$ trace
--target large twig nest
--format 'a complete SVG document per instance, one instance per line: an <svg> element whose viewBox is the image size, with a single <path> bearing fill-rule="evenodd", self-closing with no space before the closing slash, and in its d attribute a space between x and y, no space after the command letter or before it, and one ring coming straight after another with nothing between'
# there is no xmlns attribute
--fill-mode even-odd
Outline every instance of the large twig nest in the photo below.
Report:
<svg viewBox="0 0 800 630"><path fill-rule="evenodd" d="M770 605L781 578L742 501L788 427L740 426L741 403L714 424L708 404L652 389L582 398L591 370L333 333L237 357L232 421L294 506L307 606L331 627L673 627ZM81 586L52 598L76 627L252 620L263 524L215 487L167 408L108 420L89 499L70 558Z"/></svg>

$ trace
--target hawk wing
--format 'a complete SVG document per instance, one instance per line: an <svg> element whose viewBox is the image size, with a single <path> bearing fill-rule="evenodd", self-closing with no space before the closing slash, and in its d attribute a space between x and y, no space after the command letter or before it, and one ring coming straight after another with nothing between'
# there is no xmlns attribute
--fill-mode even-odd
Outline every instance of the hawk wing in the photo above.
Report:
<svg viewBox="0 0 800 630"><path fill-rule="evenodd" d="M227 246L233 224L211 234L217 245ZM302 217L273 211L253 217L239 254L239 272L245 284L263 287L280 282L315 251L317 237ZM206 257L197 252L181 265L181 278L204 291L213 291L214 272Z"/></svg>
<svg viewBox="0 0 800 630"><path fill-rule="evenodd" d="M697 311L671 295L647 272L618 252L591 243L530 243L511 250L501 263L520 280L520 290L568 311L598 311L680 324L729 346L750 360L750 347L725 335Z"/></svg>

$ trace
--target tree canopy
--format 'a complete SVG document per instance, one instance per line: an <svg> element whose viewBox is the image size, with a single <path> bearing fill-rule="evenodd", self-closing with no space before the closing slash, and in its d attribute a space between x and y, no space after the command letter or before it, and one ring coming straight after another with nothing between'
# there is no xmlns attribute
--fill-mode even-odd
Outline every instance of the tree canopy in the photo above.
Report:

◆ EXERCISE DETAILS
List each line of the entries above that includes the word "large".

◆ RESULT OF THE EXERCISE
--target large twig nest
Outline every instance of the large twig nest in the photo below.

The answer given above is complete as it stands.